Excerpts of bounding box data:
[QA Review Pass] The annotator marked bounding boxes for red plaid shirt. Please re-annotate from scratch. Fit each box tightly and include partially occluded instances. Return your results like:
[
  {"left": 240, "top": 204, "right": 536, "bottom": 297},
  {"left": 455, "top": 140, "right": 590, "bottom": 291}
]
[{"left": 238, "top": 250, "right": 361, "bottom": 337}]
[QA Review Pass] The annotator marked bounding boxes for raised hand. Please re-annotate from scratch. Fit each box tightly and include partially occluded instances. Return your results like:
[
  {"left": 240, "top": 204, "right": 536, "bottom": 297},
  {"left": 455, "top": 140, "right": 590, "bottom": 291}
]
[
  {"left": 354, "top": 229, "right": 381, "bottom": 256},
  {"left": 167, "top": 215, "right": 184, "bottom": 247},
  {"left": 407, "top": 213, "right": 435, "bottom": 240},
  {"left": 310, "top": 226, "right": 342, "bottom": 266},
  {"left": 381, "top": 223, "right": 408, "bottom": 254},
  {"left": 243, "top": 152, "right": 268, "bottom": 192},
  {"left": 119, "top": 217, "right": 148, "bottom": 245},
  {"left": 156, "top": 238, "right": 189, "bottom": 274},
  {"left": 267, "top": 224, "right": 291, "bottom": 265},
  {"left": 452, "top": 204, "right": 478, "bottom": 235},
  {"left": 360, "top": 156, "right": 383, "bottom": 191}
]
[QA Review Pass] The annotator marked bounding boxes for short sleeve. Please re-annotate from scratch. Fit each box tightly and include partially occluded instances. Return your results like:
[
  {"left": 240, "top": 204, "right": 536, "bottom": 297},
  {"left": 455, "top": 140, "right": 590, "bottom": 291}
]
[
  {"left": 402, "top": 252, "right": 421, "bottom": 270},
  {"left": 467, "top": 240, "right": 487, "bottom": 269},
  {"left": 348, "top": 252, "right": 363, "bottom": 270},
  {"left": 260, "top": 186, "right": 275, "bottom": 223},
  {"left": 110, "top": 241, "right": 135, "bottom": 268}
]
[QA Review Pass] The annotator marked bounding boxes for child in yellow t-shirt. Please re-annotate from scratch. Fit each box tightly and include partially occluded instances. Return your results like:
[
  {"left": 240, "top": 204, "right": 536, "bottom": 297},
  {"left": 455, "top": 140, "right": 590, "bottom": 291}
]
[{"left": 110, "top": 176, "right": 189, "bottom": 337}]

▶ WHAT IS REQUIRED
Update all of the records by changing every occurrence of "re-annotate from scratch" to "annotate again from the beginning", leaving everything else unchanged.

▶ RESULT FOR THIS TASK
[QA Review Pass] The annotator marked bounding boxes for red plaid shirt. Please annotate again from the beginning. Fit each box tightly and include partially occluded instances. Return your results like:
[
  {"left": 240, "top": 204, "right": 536, "bottom": 297},
  {"left": 455, "top": 140, "right": 590, "bottom": 291}
]
[{"left": 238, "top": 250, "right": 361, "bottom": 337}]
[QA Review Pass] The annotator marked bounding boxes for raised hand. Please annotate again from the beginning. Fit each box tightly and include partially occluded instances. Return your results like:
[
  {"left": 240, "top": 204, "right": 536, "bottom": 297},
  {"left": 455, "top": 140, "right": 590, "bottom": 291}
]
[
  {"left": 354, "top": 229, "right": 381, "bottom": 256},
  {"left": 167, "top": 215, "right": 184, "bottom": 247},
  {"left": 407, "top": 213, "right": 435, "bottom": 240},
  {"left": 310, "top": 226, "right": 342, "bottom": 266},
  {"left": 381, "top": 223, "right": 408, "bottom": 254},
  {"left": 243, "top": 152, "right": 268, "bottom": 192},
  {"left": 119, "top": 217, "right": 148, "bottom": 245},
  {"left": 156, "top": 238, "right": 189, "bottom": 274},
  {"left": 267, "top": 224, "right": 291, "bottom": 265},
  {"left": 452, "top": 204, "right": 478, "bottom": 235},
  {"left": 360, "top": 156, "right": 383, "bottom": 191}
]
[QA Review Pass] The annotator marked bounding boxes for short sleeve. Please annotate again from the beginning. Fit each box tightly and include partially occluded instances. Return your results like:
[
  {"left": 240, "top": 204, "right": 536, "bottom": 297},
  {"left": 455, "top": 140, "right": 590, "bottom": 291}
]
[
  {"left": 402, "top": 252, "right": 421, "bottom": 270},
  {"left": 467, "top": 240, "right": 487, "bottom": 269},
  {"left": 348, "top": 252, "right": 363, "bottom": 270},
  {"left": 260, "top": 186, "right": 275, "bottom": 223},
  {"left": 110, "top": 241, "right": 135, "bottom": 268}
]
[QA Review Pass] The annotator marked bounding boxes for child in yellow t-shirt. Please annotate again from the beginning. Fit each box tightly and include partially occluded instances. Return your results like:
[
  {"left": 240, "top": 204, "right": 536, "bottom": 297},
  {"left": 455, "top": 140, "right": 590, "bottom": 291}
]
[{"left": 110, "top": 176, "right": 189, "bottom": 337}]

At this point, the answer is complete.